- [Object location annotation data]
● ● ● ●

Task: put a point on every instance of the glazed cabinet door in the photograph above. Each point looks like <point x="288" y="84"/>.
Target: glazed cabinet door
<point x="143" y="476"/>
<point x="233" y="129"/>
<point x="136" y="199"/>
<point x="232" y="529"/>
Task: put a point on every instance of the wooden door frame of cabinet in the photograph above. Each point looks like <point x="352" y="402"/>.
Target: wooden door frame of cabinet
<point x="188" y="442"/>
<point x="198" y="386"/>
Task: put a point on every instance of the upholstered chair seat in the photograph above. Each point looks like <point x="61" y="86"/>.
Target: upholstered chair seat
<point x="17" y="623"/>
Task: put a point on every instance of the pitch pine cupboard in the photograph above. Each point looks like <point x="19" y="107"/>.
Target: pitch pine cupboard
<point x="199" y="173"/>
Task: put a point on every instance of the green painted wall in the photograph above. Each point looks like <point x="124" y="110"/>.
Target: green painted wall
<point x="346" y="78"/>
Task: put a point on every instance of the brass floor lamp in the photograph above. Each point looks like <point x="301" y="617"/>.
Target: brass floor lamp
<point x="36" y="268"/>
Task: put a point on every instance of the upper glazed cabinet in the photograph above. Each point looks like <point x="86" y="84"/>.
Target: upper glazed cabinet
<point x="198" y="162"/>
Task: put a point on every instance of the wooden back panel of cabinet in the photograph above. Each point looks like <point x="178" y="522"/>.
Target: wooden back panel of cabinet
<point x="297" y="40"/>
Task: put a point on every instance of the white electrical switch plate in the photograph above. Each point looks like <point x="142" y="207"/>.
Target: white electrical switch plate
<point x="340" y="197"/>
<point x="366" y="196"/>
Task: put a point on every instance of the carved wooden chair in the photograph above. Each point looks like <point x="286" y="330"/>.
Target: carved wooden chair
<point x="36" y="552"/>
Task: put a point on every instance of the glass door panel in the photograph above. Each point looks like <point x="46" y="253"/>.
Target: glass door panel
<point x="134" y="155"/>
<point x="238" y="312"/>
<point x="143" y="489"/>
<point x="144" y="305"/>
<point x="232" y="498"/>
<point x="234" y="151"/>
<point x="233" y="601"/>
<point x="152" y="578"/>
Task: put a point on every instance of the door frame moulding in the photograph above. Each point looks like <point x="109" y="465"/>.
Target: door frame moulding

● ● ● ●

- [What you need to do] Output all of the data above verbatim, line for line, with nothing changed.

- [Task response]
Task: put a point on every instance of the glazed cabinet door in the photograph above. Each point looks like <point x="288" y="84"/>.
Target: glazed cabinet door
<point x="143" y="476"/>
<point x="233" y="129"/>
<point x="136" y="199"/>
<point x="232" y="529"/>
Task: put a point on every instance of the wooden door frame of cabinet in the photograph above. Each point looks like <point x="352" y="402"/>.
Target: wooden door frame of cabinet
<point x="188" y="442"/>
<point x="198" y="386"/>
Task: put a point on every instance of the upholstered chair seat in the photograph above. Each point looks like <point x="61" y="86"/>.
Target: upholstered chair seat
<point x="17" y="623"/>
Task: put a point on every instance of the pitch pine cupboard in the photograph above. Each point looks like <point x="19" y="107"/>.
Target: pitch pine cupboard
<point x="199" y="173"/>
Task: put a point on every instance of the green painted wall in the photograph above. Each point looks like <point x="124" y="110"/>.
Target: green painted wall
<point x="346" y="78"/>
Task: put a point on every instance of the brass floor lamp in the photograph above. Each point looks like <point x="301" y="617"/>.
Target: brass floor lamp
<point x="36" y="268"/>
Task: put a point on every instance of the upper glazed cabinet in the photograph above. Each point looks like <point x="86" y="84"/>.
Target: upper glazed cabinet
<point x="198" y="162"/>
Task: put a point on every instance of the wooden back panel of cabinet in the photograph above. Each point looks like <point x="178" y="522"/>.
Target: wooden back panel of cabinet
<point x="297" y="40"/>
Task: put a point on every instance of the white electrical switch plate in the photograph above. Each point looks like <point x="142" y="207"/>.
Target: white electrical switch plate
<point x="340" y="197"/>
<point x="366" y="196"/>
Task: put a point on every instance of the carved wooden chair in the photograph above. Each point looks like <point x="286" y="330"/>.
Target: carved wooden chair
<point x="36" y="552"/>
Task: put a point on every instance of the glass door panel in the photograph above. Each point looks like <point x="46" y="253"/>.
Target: glass door panel
<point x="134" y="155"/>
<point x="238" y="312"/>
<point x="143" y="489"/>
<point x="144" y="305"/>
<point x="232" y="498"/>
<point x="234" y="151"/>
<point x="233" y="601"/>
<point x="152" y="578"/>
Task: put a point on every instance of the door frame moulding in the photograph above. Each point looks like <point x="109" y="465"/>.
Target: door frame moulding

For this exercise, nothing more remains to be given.